### Material provided
□ □ □ □ □ □ □

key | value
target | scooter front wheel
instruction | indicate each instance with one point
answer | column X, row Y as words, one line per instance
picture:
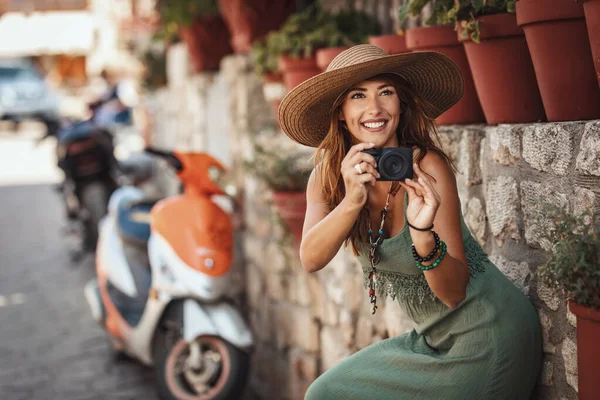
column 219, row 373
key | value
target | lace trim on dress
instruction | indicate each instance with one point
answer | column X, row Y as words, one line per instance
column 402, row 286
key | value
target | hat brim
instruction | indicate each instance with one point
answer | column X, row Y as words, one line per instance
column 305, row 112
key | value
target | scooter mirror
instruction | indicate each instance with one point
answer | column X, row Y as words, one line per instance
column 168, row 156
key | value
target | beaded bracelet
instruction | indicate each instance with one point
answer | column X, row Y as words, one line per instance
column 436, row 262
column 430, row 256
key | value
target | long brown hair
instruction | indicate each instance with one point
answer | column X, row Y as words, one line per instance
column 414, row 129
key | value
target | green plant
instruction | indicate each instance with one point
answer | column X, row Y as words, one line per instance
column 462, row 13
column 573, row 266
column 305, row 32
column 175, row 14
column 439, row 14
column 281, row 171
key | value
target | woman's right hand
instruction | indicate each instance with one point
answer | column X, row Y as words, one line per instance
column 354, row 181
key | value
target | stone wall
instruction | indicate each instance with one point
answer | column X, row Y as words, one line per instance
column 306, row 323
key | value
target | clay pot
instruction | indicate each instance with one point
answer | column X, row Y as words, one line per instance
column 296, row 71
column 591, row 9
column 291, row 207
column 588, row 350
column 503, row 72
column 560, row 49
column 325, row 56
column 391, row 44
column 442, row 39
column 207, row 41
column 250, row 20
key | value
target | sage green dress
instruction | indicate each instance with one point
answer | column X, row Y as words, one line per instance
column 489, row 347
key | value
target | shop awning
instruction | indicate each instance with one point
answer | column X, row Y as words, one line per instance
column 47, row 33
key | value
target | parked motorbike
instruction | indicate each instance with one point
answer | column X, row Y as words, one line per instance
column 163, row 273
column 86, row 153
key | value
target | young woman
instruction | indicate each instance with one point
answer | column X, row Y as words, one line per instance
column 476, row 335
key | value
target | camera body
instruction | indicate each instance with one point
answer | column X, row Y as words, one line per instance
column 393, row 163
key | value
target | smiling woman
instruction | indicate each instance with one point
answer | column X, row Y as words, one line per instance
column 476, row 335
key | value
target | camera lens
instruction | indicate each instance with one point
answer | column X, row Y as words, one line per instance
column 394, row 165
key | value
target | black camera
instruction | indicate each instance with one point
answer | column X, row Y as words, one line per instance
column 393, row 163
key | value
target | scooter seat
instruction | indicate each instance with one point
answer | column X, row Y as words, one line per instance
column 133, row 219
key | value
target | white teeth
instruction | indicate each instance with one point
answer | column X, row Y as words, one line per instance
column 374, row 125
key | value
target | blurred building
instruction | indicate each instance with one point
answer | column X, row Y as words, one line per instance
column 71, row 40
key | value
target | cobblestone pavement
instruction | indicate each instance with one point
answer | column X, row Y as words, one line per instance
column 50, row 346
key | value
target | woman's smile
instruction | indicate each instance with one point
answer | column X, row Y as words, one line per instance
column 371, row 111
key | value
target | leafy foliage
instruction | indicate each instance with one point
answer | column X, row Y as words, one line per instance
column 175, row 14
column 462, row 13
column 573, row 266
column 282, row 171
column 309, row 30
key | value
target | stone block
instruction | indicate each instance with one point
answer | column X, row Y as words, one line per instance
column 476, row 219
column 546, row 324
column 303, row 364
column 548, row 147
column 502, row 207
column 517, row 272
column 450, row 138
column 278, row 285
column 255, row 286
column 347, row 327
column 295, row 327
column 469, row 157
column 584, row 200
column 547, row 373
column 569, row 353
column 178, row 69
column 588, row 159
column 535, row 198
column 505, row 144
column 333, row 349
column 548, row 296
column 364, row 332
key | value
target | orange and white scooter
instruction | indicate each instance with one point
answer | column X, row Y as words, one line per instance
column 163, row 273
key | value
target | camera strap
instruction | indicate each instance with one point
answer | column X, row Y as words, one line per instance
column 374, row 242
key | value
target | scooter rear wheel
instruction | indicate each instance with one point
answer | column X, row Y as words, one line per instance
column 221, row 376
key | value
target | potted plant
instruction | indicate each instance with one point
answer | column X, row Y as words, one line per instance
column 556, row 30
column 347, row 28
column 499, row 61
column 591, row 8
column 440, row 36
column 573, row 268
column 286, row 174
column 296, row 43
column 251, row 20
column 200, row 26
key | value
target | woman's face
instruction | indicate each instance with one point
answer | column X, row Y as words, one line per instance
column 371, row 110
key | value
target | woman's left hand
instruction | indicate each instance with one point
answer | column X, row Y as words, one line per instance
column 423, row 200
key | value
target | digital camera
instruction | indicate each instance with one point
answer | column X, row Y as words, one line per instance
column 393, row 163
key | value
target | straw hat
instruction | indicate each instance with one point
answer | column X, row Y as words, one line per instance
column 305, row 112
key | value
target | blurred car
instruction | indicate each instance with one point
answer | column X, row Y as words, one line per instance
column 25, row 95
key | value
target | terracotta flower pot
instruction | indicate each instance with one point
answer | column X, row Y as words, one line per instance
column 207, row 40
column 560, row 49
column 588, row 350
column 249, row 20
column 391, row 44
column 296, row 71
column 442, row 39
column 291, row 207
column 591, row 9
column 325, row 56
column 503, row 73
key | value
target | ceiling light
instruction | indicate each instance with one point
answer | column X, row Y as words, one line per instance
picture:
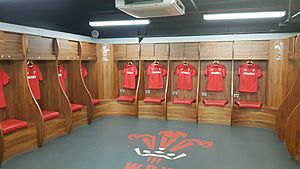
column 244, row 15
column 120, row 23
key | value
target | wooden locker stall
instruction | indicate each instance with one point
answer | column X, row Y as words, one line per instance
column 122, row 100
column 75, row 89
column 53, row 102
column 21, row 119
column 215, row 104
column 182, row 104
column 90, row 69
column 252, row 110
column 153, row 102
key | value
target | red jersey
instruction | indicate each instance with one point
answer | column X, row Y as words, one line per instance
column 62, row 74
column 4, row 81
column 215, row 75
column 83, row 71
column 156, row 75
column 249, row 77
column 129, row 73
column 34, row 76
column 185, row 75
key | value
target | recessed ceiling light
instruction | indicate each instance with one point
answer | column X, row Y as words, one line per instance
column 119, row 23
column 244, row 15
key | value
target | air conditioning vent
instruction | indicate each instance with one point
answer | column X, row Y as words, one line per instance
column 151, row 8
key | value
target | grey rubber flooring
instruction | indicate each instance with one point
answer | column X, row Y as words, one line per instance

□ □ □ □ □ □ □

### Task
Would you mind returning each entry above word for word, skipping the images?

### Worked solution
key | value
target | scooter front wheel
instruction | indicate each instance with one point
answer | column X, row Y as words, one line per instance
picture:
column 219, row 373
key | value
target | lace trim on dress
instruction | indicate each instance with one point
answer | column X, row Y as words, one line per instance
column 402, row 286
key | value
target | hat brim
instruction | indicate each instance with one point
answer | column X, row Y as words, one line per instance
column 305, row 112
key | value
target | scooter mirror
instruction | indicate each instance with one point
answer | column X, row Y as words, one line per instance
column 168, row 156
key | value
target | beaded bracelet
instruction | indicate each instance with one point
answer | column X, row Y as words, one line per instance
column 436, row 262
column 430, row 256
key | value
target | long brown hair
instruction | indicate each instance with one point
answer | column X, row Y as words, one line per instance
column 414, row 129
key | value
target | green plant
instruction | indicate each instance with one point
answer | column X, row Y as words, one line per instance
column 462, row 13
column 573, row 266
column 305, row 32
column 175, row 14
column 439, row 14
column 281, row 171
key | value
target | woman's right hand
instruction | indicate each instance with one point
answer | column X, row Y as words, one line per instance
column 354, row 181
key | value
target | stone wall
instruction | indicate each instance with one point
answer | column X, row Y as words, one line per instance
column 306, row 323
key | value
target | clay pot
instruction | indicate each instance with one point
answer | column X, row Y as words, one line per instance
column 296, row 71
column 591, row 9
column 291, row 207
column 588, row 350
column 503, row 72
column 560, row 49
column 325, row 56
column 391, row 44
column 442, row 39
column 207, row 41
column 250, row 20
key | value
target | sage green dress
instruction | indicate each instance with one point
answer | column X, row Y as words, one line per instance
column 489, row 347
key | value
target | shop awning
instruction | indicate each instance with one point
answer | column X, row Y as words, one line per instance
column 47, row 33
key | value
target | parked motorbike
instruction | indicate each instance with one point
answer | column X, row Y as words, one line per instance
column 163, row 273
column 86, row 153
key | value
target | young woman
instruction | indicate each instance with one point
answer | column X, row Y as words, one line per instance
column 476, row 335
key | value
target | camera body
instruction | indicate each instance with one point
answer | column X, row Y as words, one line per instance
column 393, row 163
key | value
target | smiling woman
instruction | indicate each instance with one point
answer | column X, row Y as words, one line per instance
column 476, row 335
key | value
target | camera lens
instruction | indicate each instance with one point
answer | column X, row Y as words, one line per instance
column 394, row 165
key | value
target | black camera
instruction | indicate each instance with one point
answer | column X, row Y as words, one line per instance
column 393, row 163
key | value
target | scooter seat
instruction | indicate each instance with one point
answer | column X, row Y as words, one line per instance
column 133, row 219
key | value
target | white teeth
instruction | indicate each instance with one point
answer | column X, row Y as words, one line per instance
column 374, row 125
key | value
target | blurred building
instruction | indicate each instance with one point
answer | column X, row Y as words, one line per instance
column 71, row 40
key | value
target | cobblestone pavement
instruction | indicate each instance with one point
answer | column X, row Y as words, one line per instance
column 50, row 346
key | value
target | woman's smile
instruction | indicate each instance with one point
answer | column X, row Y as words, one line per instance
column 371, row 111
key | value
target | leafy foliage
instruction | indicate each instance with one point
answer | column X, row Y as words, one line per instance
column 175, row 14
column 462, row 13
column 573, row 266
column 282, row 171
column 309, row 30
key | value
target | stone block
instruction | indicate each instance with one point
answer | column X, row Y as words, one line per instance
column 476, row 219
column 546, row 324
column 303, row 364
column 548, row 147
column 502, row 207
column 517, row 272
column 450, row 138
column 278, row 285
column 255, row 286
column 347, row 327
column 295, row 327
column 469, row 157
column 584, row 200
column 547, row 373
column 569, row 353
column 178, row 69
column 588, row 159
column 535, row 198
column 505, row 144
column 333, row 349
column 548, row 296
column 364, row 332
key | value
target | orange and white scooter
instruction | indicate each instance with one point
answer | column X, row Y as words, one line per instance
column 163, row 273
key | value
target | camera strap
instruction | indicate each instance with one point
answer | column X, row Y as words, one line per instance
column 374, row 242
key | value
target | scooter rear wheel
instruction | indicate each instance with one point
answer | column X, row Y as words, one line per instance
column 221, row 376
key | value
target | potted plant
instruction | indicate each instance with one point
answer | column X, row Y as words, one line per instance
column 556, row 30
column 347, row 28
column 499, row 61
column 591, row 8
column 440, row 36
column 573, row 268
column 286, row 174
column 296, row 43
column 251, row 20
column 200, row 26
key | value
target | woman's face
instruction | indicate each instance with one point
answer | column X, row Y as words, one line per instance
column 371, row 110
key | value
target | woman's left hand
instruction | indicate each instance with one point
answer | column X, row Y as words, one line per instance
column 423, row 200
key | value
target | digital camera
instruction | indicate each instance with one point
answer | column X, row Y as words, one line per instance
column 393, row 163
key | value
target | straw hat
instruction | indicate each instance with one point
answer | column X, row Y as words, one line per instance
column 305, row 112
key | value
target | blurred car
instruction | indicate each instance with one point
answer | column X, row Y as words, one line per instance
column 25, row 95
key | value
target | terracotta flower pot
instruction | indicate each instance with one point
answer | column X, row Y as words, one line per instance
column 207, row 40
column 560, row 49
column 588, row 350
column 249, row 20
column 391, row 44
column 296, row 71
column 442, row 39
column 291, row 207
column 591, row 9
column 325, row 56
column 503, row 73
key | value
target | ceiling light
instruction | indicate each instance with one point
answer | column X, row Y as words, one line per instance
picture:
column 244, row 15
column 120, row 23
key | value
target | wooden locker stall
instruction | indicate each instance with one point
answer | column X, row Y as words, one line per instance
column 122, row 100
column 75, row 89
column 53, row 102
column 21, row 119
column 215, row 104
column 182, row 104
column 90, row 69
column 252, row 110
column 153, row 102
key | value
target | red jersey
instruction | indicate each instance with one point
answer | column X, row Y as words, one line per instance
column 62, row 74
column 4, row 81
column 215, row 75
column 83, row 71
column 156, row 75
column 249, row 77
column 129, row 73
column 34, row 76
column 185, row 75
key | value
target | recessed ceiling light
instruction | indicate each instance with one point
answer | column X, row Y as words, one line per instance
column 119, row 23
column 244, row 15
key | value
target | air conditioning vent
instruction | indicate each instance with one point
answer | column X, row Y as words, one line per instance
column 151, row 8
key | value
target | grey rubber flooring
instruction | indicate each instance with one point
answer | column X, row Y as words, one line per instance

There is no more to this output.